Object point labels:
--- --- ---

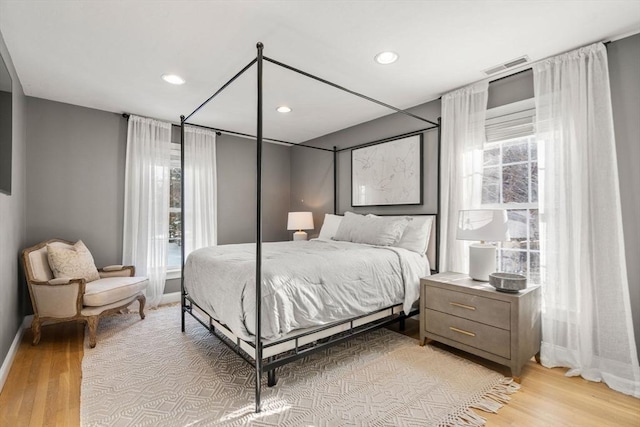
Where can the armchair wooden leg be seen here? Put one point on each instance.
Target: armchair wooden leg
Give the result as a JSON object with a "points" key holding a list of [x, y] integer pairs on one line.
{"points": [[35, 329], [92, 322], [142, 300]]}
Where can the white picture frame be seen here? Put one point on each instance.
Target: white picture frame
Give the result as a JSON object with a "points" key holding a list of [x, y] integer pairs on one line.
{"points": [[388, 173]]}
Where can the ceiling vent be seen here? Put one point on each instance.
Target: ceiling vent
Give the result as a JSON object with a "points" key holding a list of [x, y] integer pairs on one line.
{"points": [[509, 64]]}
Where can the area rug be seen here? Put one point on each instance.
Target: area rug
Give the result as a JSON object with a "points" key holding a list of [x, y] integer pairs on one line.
{"points": [[149, 373]]}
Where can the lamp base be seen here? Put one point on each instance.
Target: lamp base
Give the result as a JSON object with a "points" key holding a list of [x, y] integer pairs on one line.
{"points": [[482, 261], [302, 235]]}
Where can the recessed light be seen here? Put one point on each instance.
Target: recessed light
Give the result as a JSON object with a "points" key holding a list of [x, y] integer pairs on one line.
{"points": [[173, 79], [386, 57]]}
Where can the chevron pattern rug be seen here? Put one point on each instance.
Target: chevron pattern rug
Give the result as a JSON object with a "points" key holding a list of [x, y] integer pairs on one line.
{"points": [[148, 373]]}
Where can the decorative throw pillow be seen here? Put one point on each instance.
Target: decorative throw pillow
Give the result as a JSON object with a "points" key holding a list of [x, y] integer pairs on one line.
{"points": [[416, 236], [348, 226], [372, 230], [73, 262], [330, 226]]}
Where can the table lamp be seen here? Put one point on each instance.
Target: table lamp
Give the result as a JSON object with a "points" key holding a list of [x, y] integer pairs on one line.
{"points": [[483, 225], [300, 221]]}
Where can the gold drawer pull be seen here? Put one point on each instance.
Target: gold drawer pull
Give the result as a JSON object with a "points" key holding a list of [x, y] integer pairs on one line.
{"points": [[457, 304], [471, 334]]}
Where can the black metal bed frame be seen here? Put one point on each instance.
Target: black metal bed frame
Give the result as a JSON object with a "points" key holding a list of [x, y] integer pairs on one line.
{"points": [[300, 344]]}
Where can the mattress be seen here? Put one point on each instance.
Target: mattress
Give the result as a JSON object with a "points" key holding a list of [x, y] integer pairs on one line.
{"points": [[304, 283]]}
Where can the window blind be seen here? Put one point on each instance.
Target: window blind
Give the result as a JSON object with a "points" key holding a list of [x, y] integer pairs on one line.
{"points": [[508, 126]]}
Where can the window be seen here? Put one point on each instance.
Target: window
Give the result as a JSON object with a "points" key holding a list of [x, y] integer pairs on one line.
{"points": [[510, 181], [174, 250]]}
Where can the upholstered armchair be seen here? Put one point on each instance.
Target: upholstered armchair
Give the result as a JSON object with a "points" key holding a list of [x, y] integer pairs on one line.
{"points": [[74, 289]]}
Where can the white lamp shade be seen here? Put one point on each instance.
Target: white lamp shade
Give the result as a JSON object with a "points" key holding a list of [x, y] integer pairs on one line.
{"points": [[483, 224], [300, 221]]}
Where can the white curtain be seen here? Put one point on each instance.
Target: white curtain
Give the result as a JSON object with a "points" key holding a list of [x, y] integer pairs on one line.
{"points": [[586, 322], [200, 188], [146, 202], [463, 134]]}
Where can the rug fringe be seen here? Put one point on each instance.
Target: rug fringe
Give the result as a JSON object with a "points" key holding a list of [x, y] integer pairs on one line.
{"points": [[469, 419], [491, 402]]}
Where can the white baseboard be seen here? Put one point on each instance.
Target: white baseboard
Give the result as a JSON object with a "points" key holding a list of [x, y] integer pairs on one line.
{"points": [[13, 350], [170, 298], [26, 323]]}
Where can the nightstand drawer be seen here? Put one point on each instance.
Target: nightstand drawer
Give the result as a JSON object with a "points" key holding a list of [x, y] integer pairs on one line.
{"points": [[487, 338], [479, 309]]}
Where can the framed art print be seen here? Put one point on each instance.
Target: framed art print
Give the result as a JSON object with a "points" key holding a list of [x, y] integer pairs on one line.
{"points": [[387, 173]]}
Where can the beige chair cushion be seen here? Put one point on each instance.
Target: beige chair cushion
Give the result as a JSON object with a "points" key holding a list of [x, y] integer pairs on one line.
{"points": [[111, 289], [72, 261]]}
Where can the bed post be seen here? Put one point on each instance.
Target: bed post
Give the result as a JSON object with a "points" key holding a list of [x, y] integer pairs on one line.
{"points": [[437, 269], [258, 335], [335, 180], [182, 293]]}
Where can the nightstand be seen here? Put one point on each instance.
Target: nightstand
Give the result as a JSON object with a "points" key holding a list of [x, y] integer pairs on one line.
{"points": [[474, 317]]}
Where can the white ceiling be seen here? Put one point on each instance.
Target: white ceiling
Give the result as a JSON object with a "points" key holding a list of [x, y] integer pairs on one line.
{"points": [[110, 55]]}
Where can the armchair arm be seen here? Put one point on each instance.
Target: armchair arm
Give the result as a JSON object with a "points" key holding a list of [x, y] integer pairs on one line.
{"points": [[117, 271], [57, 298]]}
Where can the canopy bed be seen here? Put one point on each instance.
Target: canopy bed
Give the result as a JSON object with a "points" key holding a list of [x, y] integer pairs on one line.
{"points": [[279, 321]]}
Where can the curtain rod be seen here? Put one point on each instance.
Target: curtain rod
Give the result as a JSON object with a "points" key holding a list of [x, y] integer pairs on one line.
{"points": [[234, 133], [528, 66]]}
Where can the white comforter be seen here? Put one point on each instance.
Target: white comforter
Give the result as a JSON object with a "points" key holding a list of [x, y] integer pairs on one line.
{"points": [[305, 283]]}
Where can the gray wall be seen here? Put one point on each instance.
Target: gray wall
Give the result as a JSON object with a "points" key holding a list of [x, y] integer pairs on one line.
{"points": [[312, 173], [624, 71], [236, 164], [76, 159], [75, 181], [237, 190], [12, 221]]}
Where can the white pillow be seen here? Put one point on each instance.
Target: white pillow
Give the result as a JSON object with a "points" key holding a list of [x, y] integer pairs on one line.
{"points": [[73, 262], [416, 236], [371, 230], [330, 226]]}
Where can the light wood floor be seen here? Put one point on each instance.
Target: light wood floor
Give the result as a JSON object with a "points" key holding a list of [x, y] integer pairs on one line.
{"points": [[43, 389]]}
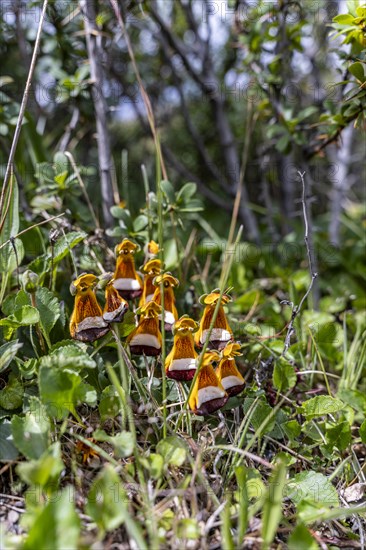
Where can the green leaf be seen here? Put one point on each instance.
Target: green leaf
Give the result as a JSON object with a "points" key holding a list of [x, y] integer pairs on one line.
{"points": [[260, 415], [65, 243], [109, 405], [306, 113], [11, 397], [272, 508], [363, 431], [168, 191], [49, 309], [173, 449], [188, 529], [31, 433], [60, 390], [45, 471], [140, 223], [8, 451], [11, 224], [107, 500], [8, 259], [72, 356], [282, 145], [57, 526], [300, 539], [122, 214], [292, 429], [343, 19], [357, 69], [312, 487], [339, 436], [123, 442], [321, 405], [22, 317], [7, 353], [284, 376], [186, 192]]}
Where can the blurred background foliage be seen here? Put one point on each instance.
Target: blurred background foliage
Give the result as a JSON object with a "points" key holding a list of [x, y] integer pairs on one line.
{"points": [[244, 94]]}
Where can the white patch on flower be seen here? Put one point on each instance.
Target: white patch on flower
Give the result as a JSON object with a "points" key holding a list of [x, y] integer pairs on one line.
{"points": [[208, 394], [145, 340], [231, 381], [91, 322], [110, 315], [187, 363], [220, 334], [126, 284]]}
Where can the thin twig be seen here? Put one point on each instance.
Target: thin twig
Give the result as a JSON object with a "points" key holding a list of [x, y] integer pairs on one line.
{"points": [[296, 309], [32, 227], [23, 105], [83, 188]]}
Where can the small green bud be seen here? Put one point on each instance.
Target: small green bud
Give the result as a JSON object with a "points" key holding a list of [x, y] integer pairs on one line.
{"points": [[30, 281]]}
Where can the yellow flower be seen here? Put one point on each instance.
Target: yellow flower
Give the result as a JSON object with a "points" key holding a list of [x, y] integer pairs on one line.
{"points": [[170, 311], [180, 364], [126, 280], [151, 269], [221, 332], [146, 337], [86, 323], [227, 371], [115, 307], [208, 394]]}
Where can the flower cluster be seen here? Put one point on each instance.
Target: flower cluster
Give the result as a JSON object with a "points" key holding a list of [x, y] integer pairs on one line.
{"points": [[154, 288]]}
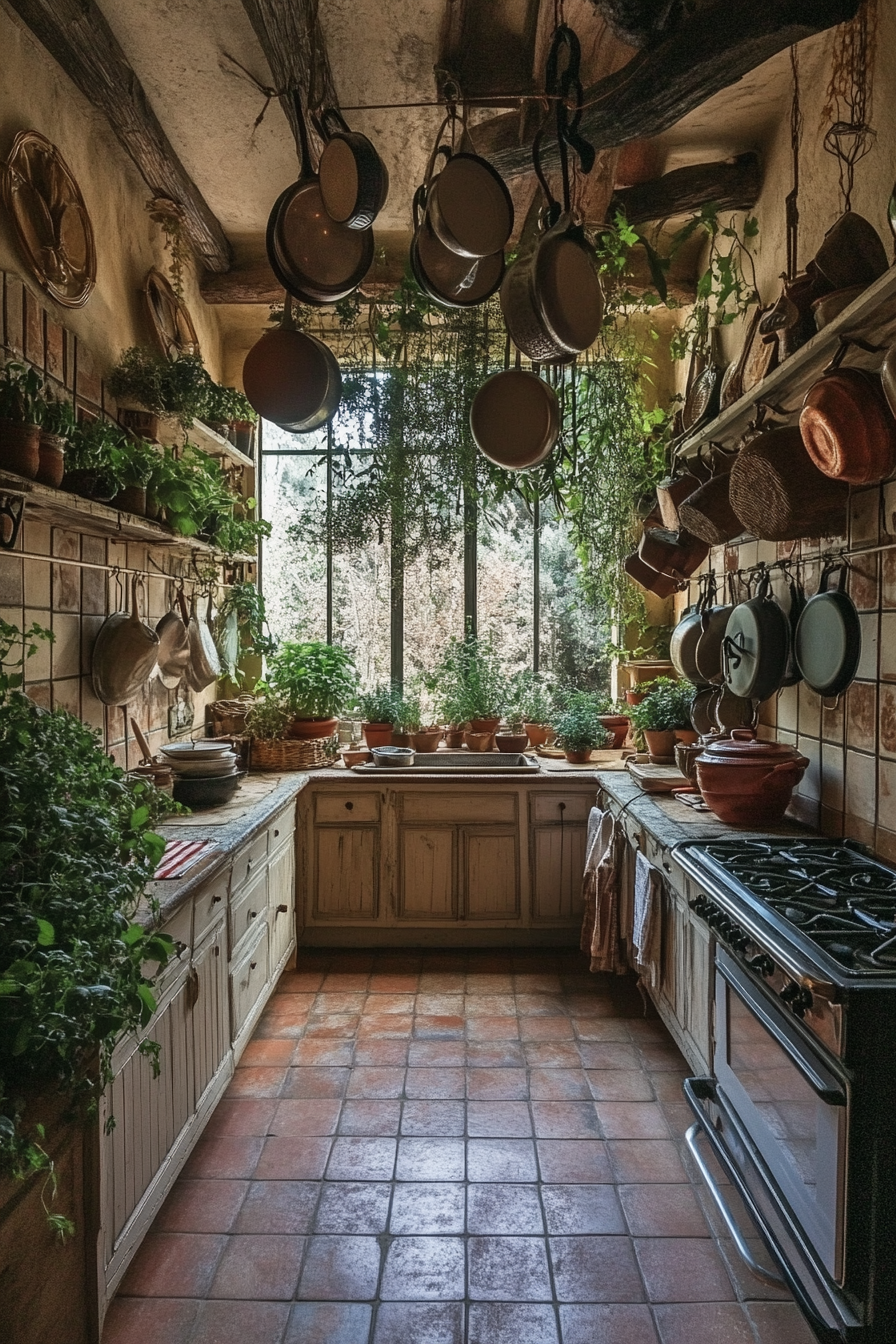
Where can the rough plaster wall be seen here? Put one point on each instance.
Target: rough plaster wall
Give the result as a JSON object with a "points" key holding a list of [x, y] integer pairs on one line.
{"points": [[35, 94]]}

--- --- ---

Written request -
Extract, word for word, every line from the one holding "Where can the thin" through the closing line of the data above. Do not include any pictures.

Solution for this problem -
Where can the thin twig be seen here? Put one point on each instance.
Target: thin twig
Give the result as a JSON object with a "points" key holding a list of [x, y] integer pairs on one line.
{"points": [[296, 309], [32, 227], [23, 105], [83, 188]]}
Where can the small green bud be seen here? Put one point on each instance.
Target: small green bud
Give the result as a JSON object with a "points" key holding a list of [x, y] integer pairs on one line.
{"points": [[30, 281]]}
Where can the yellow flower be seen here? Put one point on each instance.
Target: yellow flower
Give the result as a JSON object with a "points" key holding a list of [x, y] integer pairs on one line.
{"points": [[170, 311], [180, 364], [126, 280], [151, 269], [221, 332], [146, 337], [86, 323], [227, 371], [115, 307], [208, 394]]}
Where can the flower cluster be seen here? Put one point on each instance.
Target: flower cluster
Give the result as a JSON object with a "points" key holding a list of [x, y] integer pairs on one line.
{"points": [[154, 288]]}
Where can the rough plaster wall be seen here? Put one point on each instance.
Target: rough plaster wall
Give the result as a JSON object with a "points" key holding a list of [x, y] integer pairs on one line.
{"points": [[35, 94]]}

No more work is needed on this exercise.